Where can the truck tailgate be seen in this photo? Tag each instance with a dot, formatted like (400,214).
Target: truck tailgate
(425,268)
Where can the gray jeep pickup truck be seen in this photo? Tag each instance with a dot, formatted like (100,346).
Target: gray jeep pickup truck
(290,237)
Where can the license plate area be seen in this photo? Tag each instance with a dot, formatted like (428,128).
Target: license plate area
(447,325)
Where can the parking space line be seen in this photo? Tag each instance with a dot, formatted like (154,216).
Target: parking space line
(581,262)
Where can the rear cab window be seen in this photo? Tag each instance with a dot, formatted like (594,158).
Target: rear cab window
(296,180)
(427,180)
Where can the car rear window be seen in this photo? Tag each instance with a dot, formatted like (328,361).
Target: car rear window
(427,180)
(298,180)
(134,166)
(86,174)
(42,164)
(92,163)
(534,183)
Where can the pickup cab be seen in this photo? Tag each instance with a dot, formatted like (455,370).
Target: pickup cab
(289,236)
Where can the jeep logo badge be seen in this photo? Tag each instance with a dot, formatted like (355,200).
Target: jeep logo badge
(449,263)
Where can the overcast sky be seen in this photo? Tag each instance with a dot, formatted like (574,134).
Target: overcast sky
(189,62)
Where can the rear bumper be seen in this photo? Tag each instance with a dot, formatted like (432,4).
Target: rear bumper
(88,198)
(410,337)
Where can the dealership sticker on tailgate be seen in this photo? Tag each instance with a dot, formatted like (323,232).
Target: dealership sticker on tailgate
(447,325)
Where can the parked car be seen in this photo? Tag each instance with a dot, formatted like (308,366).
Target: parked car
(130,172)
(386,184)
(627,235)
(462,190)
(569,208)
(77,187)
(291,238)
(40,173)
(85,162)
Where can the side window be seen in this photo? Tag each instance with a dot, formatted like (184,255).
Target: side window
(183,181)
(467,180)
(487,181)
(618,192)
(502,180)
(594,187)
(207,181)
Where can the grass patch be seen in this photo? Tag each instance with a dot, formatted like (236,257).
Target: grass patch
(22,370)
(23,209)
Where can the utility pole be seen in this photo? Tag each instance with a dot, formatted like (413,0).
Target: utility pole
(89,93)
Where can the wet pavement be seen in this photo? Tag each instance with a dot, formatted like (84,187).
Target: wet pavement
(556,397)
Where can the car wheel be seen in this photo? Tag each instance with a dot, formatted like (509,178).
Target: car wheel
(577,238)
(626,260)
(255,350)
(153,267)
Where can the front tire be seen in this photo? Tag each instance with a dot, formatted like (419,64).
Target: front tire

**About this exercise:**
Output the entire set of records exactly as shown.

**The answer:**
Where can the truck tailgate be seen in this photo? Tag each instance with a dot, formatted like (400,214).
Target: truck tailgate
(425,268)
Where can the gray jeep pickup truck be seen in this photo? Tag each instance with a dot, formatted like (100,346).
Target: gray jeep pickup truck
(290,237)
Where can the license plate area be seen in this photo? Tag each instance with a dot, formatted like (428,128).
Target: license plate area
(447,325)
Where can the parking space line be seen in this photo? Tag each instance with a dot, formatted like (154,216).
Target: parking space line
(581,262)
Where can the rear cab window be seen in this photo? Tag each instance with a dot, formatted like (594,158).
Target: rear cab window
(296,180)
(427,180)
Where can the car rear window be seen in this photo? Tag each instance with a dot, formatted like (328,361).
Target: car rear window
(427,180)
(298,180)
(134,166)
(86,174)
(42,164)
(92,163)
(534,183)
Where can the pickup cab be seen in this photo? Tag each instance with a dot, formatted like (455,370).
Target: pickup cab
(289,236)
Where can the jeep logo badge be seen in this photo? Tag each instance with a dot, formatted like (355,200).
Target: jeep logo badge
(449,263)
Where can the overcast sky be seen in this photo? Tag each instance with a dot, formatted like (574,134).
Target: overcast sky
(189,62)
Where can the rear bumper be seen in this photo? Tag each instance with a dot, formatted like (432,4).
Target: rear bumper
(88,198)
(410,337)
Where can the dealership sticker on tailgate be seen in this photo? Tag each instance with a dot, formatted like (323,232).
Target: dealership sticker on tailgate
(447,325)
Where can the parked car be seen in this photo? Tag each instance with a dot, formatted like (308,366).
Target: parked car
(130,172)
(386,184)
(627,235)
(462,190)
(569,208)
(77,187)
(291,238)
(40,173)
(85,162)
Where can the side window be seen in this photo? Tag each instance with a dot, formatted like (184,255).
Target: side window
(183,181)
(467,180)
(487,181)
(618,192)
(502,180)
(594,187)
(207,181)
Where can the grass patch be seen in this photo? Tag each instance with a dot, formatted like (236,257).
Target: grass patch
(22,370)
(23,209)
Where can the utility pole be seen in this photo? Tag each instance with a dot, formatted like (413,0).
Target: utility pole
(89,93)
Where can the wet pavement be seen in this photo? Tag each instance with a dot, formatted like (84,187).
Target: wet pavement
(556,397)
Where can the car wheel be seen in this photo? Tag each instance with a dot, formatted like (509,178).
Target: car wheel
(577,238)
(626,260)
(255,350)
(153,267)
Where can the front tire be seen in this photo? Tag each instance with a dot, formatted like (419,64).
Target: front tire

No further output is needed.